[Entries from a dataset]
---*---

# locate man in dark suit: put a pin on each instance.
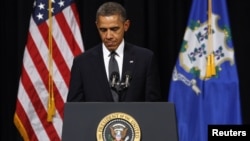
(90, 80)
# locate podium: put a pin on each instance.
(144, 121)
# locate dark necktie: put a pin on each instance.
(113, 70)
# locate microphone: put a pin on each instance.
(114, 77)
(127, 78)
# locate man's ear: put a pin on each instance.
(126, 25)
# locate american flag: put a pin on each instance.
(54, 38)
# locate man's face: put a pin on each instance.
(111, 30)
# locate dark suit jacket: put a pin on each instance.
(89, 80)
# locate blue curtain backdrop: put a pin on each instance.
(201, 100)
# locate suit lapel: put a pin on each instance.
(128, 60)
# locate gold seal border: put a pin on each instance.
(118, 115)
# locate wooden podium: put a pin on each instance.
(147, 121)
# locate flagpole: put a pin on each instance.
(51, 101)
(210, 70)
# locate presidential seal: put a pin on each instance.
(118, 127)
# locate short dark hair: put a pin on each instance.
(111, 8)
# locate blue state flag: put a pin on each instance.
(204, 85)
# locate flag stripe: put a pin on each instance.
(21, 114)
(39, 110)
(43, 73)
(33, 93)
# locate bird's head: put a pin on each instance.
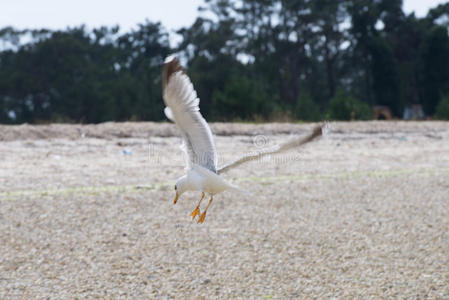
(181, 187)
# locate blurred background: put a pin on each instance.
(266, 60)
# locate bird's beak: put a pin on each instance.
(176, 198)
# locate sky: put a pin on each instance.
(173, 14)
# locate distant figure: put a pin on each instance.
(381, 112)
(182, 107)
(414, 112)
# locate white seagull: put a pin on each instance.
(182, 107)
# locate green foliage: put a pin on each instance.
(306, 109)
(244, 66)
(241, 98)
(442, 110)
(345, 108)
(435, 68)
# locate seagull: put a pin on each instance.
(182, 107)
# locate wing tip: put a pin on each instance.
(171, 65)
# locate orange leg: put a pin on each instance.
(203, 215)
(196, 211)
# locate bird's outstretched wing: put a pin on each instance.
(317, 132)
(183, 109)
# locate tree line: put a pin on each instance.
(249, 60)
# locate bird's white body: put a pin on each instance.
(182, 107)
(201, 179)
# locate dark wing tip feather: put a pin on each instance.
(171, 65)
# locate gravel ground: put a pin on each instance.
(86, 212)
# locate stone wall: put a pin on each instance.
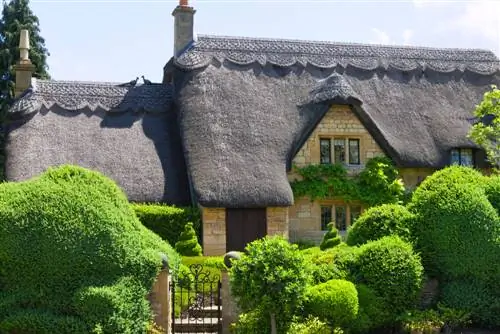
(277, 221)
(340, 122)
(214, 231)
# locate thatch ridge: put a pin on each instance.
(247, 105)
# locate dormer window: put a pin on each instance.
(462, 157)
(343, 150)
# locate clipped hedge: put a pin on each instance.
(380, 221)
(335, 302)
(74, 256)
(457, 229)
(168, 221)
(391, 268)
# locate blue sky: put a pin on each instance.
(117, 40)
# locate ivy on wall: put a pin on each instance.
(378, 183)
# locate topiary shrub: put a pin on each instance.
(372, 313)
(168, 221)
(391, 268)
(271, 276)
(74, 254)
(492, 190)
(457, 229)
(188, 242)
(478, 298)
(331, 238)
(335, 302)
(380, 221)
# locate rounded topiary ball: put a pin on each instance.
(69, 244)
(335, 301)
(381, 221)
(188, 242)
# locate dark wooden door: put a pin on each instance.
(244, 226)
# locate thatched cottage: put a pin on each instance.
(233, 115)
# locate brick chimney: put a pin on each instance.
(24, 68)
(183, 26)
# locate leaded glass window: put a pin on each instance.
(339, 150)
(354, 151)
(326, 216)
(325, 151)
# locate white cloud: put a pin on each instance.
(407, 36)
(381, 37)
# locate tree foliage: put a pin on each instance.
(17, 15)
(486, 132)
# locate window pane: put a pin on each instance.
(339, 150)
(326, 216)
(355, 212)
(455, 157)
(466, 157)
(340, 222)
(354, 151)
(325, 151)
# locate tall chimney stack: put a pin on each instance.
(183, 26)
(24, 68)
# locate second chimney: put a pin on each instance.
(183, 27)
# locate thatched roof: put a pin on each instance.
(128, 133)
(247, 105)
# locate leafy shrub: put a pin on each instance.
(372, 313)
(68, 238)
(492, 189)
(188, 242)
(335, 302)
(334, 263)
(272, 276)
(457, 229)
(168, 221)
(331, 238)
(311, 325)
(481, 300)
(380, 221)
(390, 267)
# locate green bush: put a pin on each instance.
(457, 229)
(380, 221)
(333, 263)
(188, 242)
(272, 275)
(70, 236)
(331, 238)
(492, 189)
(335, 302)
(372, 313)
(391, 268)
(168, 221)
(481, 300)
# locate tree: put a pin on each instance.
(17, 15)
(486, 132)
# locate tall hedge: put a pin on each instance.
(380, 221)
(74, 255)
(457, 229)
(168, 221)
(391, 268)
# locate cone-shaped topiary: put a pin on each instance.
(331, 238)
(188, 242)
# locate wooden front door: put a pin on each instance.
(244, 226)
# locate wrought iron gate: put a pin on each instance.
(196, 301)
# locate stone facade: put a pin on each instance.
(214, 231)
(339, 122)
(277, 221)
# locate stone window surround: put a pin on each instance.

---*---

--- TASK GOAL ---
Can you restate all the records above word for word while dropping the pictures?

--- RESPONSE ---
# locate man in dark suit: put a pin on each instance.
(90, 80)
# locate podium: put a pin on each instance.
(144, 121)
# locate dark necktie: put a pin on each instance.
(113, 70)
# locate microphone: put a pin on each instance.
(114, 77)
(127, 78)
# locate man's ear: put a pin on each instance.
(126, 25)
# locate american flag: put a pin on each instance.
(54, 38)
# locate man's face: put a pin on each instance.
(111, 30)
# locate dark suit jacket: put a pin on each instance.
(89, 80)
# locate blue curtain backdrop: put a pin on each instance.
(201, 100)
# locate suit lapel: put a pin on each instance.
(128, 60)
# locate gold seal border: put a pin on each instance.
(118, 115)
# locate wooden podium: put a pin on each instance.
(147, 121)
# locate flagpole: put a pin on each instance.
(51, 101)
(210, 70)
# locate presidential seal: put a pin on each instance.
(118, 127)
# locate short dark hair: put a pin on each instance.
(111, 8)
# locate blue state flag: put a pin on each instance.
(204, 85)
# locate flag stripe: put a pin on each instance.
(21, 114)
(39, 110)
(43, 73)
(33, 93)
# locate bird's head: put a pin on each instance.
(181, 187)
# locate blurred background: put a pin on each instance.
(266, 60)
# locate bird's beak: put a pin on each instance.
(176, 198)
# locate sky: put a pin on each instance.
(173, 14)
# locate distant figure: put a pin on each instance.
(381, 112)
(182, 107)
(414, 112)
# locate white seagull: put a pin on each instance.
(182, 107)
# locate green foliage: put a pin on each instance.
(306, 109)
(244, 66)
(241, 98)
(442, 110)
(345, 108)
(435, 68)
# locate seagull: put a pin on each instance.
(182, 107)
# locate wing tip: put a pin on each instance.
(171, 65)
# locate orange leg: put a pin on each instance.
(203, 215)
(196, 211)
# locate bird's outstretched wing: put a pin on each instance.
(317, 132)
(183, 109)
# locate tree line: put a pin on each instance.
(249, 60)
# locate bird's white body: put a pin on each instance.
(182, 107)
(201, 179)
# locate dark wing tip feather: put a pin on each instance.
(171, 65)
# locate gravel ground: put a pin on each instance.
(86, 212)
# locate stone wall: put a pin on each instance.
(277, 221)
(340, 122)
(214, 231)
# locate thatch ridge: put a pin on each instance.
(247, 105)
# locate dormer window: put a pin on each instance.
(462, 157)
(343, 150)
# locate clipped hedge: put a pin on each instance.
(380, 221)
(335, 302)
(74, 256)
(457, 229)
(168, 221)
(391, 268)
# locate blue sky: put a pin on each instance.
(117, 40)
# locate ivy on wall: put a pin on each instance.
(378, 183)
# locate topiary shrub: put a pin on each instance.
(372, 313)
(168, 221)
(391, 268)
(271, 276)
(74, 254)
(492, 190)
(457, 229)
(188, 242)
(478, 298)
(331, 238)
(335, 302)
(380, 221)
# locate rounded topiary ball: put a pin on each instance.
(69, 244)
(335, 301)
(381, 221)
(188, 242)
# locate dark wooden door: put a pin on each instance.
(244, 226)
# locate thatched cottage: put a pin on each instance.
(233, 115)
# locate brick chimney: put a pin on each instance.
(24, 68)
(183, 26)
# locate leaded glass window: put a pin on each instance.
(339, 150)
(354, 151)
(326, 216)
(325, 151)
# locate white cloud: put a pin on each instance.
(407, 36)
(381, 37)
# locate tree foliage: put a pin on each instance.
(17, 15)
(486, 132)
# locate window pane: put a pin on each instance.
(339, 150)
(326, 216)
(355, 212)
(455, 157)
(466, 157)
(340, 222)
(354, 151)
(325, 151)
# locate tall chimney stack: put a pin on each instance.
(183, 26)
(24, 68)
# locate second chimney: put a pin on each instance.
(183, 27)
# locate thatched roof: put a pin on each instance.
(128, 133)
(247, 105)
# locate leafy shrub: put a pin on each instance.
(372, 313)
(68, 238)
(492, 189)
(188, 242)
(335, 302)
(334, 263)
(272, 276)
(457, 229)
(168, 221)
(331, 238)
(311, 325)
(481, 300)
(380, 221)
(390, 267)
# locate green bush: put a pin on each instance.
(457, 229)
(380, 221)
(333, 263)
(188, 242)
(272, 275)
(70, 236)
(331, 238)
(492, 189)
(335, 302)
(372, 313)
(391, 268)
(168, 221)
(481, 300)
# locate tree: put a pin on each instance.
(17, 15)
(486, 132)
# locate tall hedge: put a pin on each instance.
(380, 221)
(74, 255)
(457, 229)
(168, 221)
(391, 268)
# locate cone-shaped topiary: put a pin on each instance.
(331, 238)
(188, 242)
# locate wooden front door: put a pin on each instance.
(244, 226)
# locate wrought iron gate: put a pin on each instance.
(196, 301)
# locate stone facade: put a pin on each instance.
(214, 231)
(339, 122)
(277, 221)
# locate stone window surround: put a pin on each instance.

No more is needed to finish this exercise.